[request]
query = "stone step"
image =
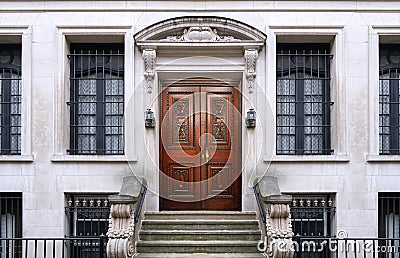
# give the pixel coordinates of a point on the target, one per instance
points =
(179, 235)
(200, 255)
(204, 215)
(200, 224)
(197, 246)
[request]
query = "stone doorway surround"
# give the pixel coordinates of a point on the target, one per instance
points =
(212, 47)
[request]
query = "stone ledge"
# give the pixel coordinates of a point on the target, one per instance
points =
(383, 158)
(92, 158)
(16, 158)
(308, 158)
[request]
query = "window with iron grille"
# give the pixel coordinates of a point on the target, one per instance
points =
(312, 215)
(10, 99)
(88, 216)
(389, 77)
(303, 99)
(10, 224)
(97, 99)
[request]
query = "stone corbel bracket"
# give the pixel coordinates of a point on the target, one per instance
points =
(250, 56)
(278, 225)
(121, 228)
(149, 58)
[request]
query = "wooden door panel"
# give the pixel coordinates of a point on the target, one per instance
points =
(179, 121)
(218, 173)
(220, 119)
(196, 167)
(179, 181)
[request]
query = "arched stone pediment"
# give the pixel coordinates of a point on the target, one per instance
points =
(215, 34)
(200, 31)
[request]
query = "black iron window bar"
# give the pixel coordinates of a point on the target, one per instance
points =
(88, 216)
(303, 99)
(10, 223)
(96, 99)
(10, 99)
(389, 99)
(312, 215)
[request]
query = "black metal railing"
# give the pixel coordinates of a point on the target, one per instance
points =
(143, 196)
(88, 215)
(260, 209)
(76, 247)
(326, 247)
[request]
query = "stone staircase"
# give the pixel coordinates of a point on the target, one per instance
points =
(199, 234)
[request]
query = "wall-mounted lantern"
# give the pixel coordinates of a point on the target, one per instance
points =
(150, 120)
(251, 118)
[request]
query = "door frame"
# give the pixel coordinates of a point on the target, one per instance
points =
(205, 82)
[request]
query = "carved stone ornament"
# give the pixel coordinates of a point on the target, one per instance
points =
(278, 225)
(200, 33)
(251, 56)
(149, 57)
(279, 228)
(121, 227)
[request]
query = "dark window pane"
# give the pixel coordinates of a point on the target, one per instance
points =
(10, 99)
(88, 216)
(303, 99)
(97, 99)
(10, 224)
(389, 77)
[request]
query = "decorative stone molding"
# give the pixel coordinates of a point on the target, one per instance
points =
(251, 56)
(149, 57)
(121, 229)
(200, 33)
(278, 225)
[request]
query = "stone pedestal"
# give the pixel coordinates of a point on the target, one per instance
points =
(278, 226)
(121, 229)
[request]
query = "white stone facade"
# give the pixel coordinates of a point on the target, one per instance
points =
(44, 172)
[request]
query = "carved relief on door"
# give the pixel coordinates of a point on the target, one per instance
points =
(199, 159)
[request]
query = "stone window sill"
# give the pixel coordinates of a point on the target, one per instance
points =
(16, 158)
(92, 158)
(309, 158)
(383, 158)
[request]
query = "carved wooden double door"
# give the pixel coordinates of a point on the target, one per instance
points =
(200, 147)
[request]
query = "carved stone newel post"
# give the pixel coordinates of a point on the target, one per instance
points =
(250, 56)
(149, 58)
(121, 229)
(278, 225)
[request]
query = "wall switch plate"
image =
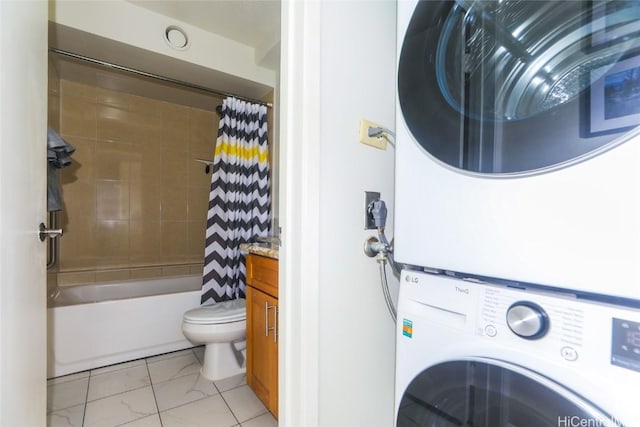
---+---
### EXERCISE DESCRIPTION
From the records above, pull out each line that contains the word "wooden" and copy it unchanged.

### ANSWER TO THE PROBLEM
query = "wooden door panel"
query = "carved wooden double door"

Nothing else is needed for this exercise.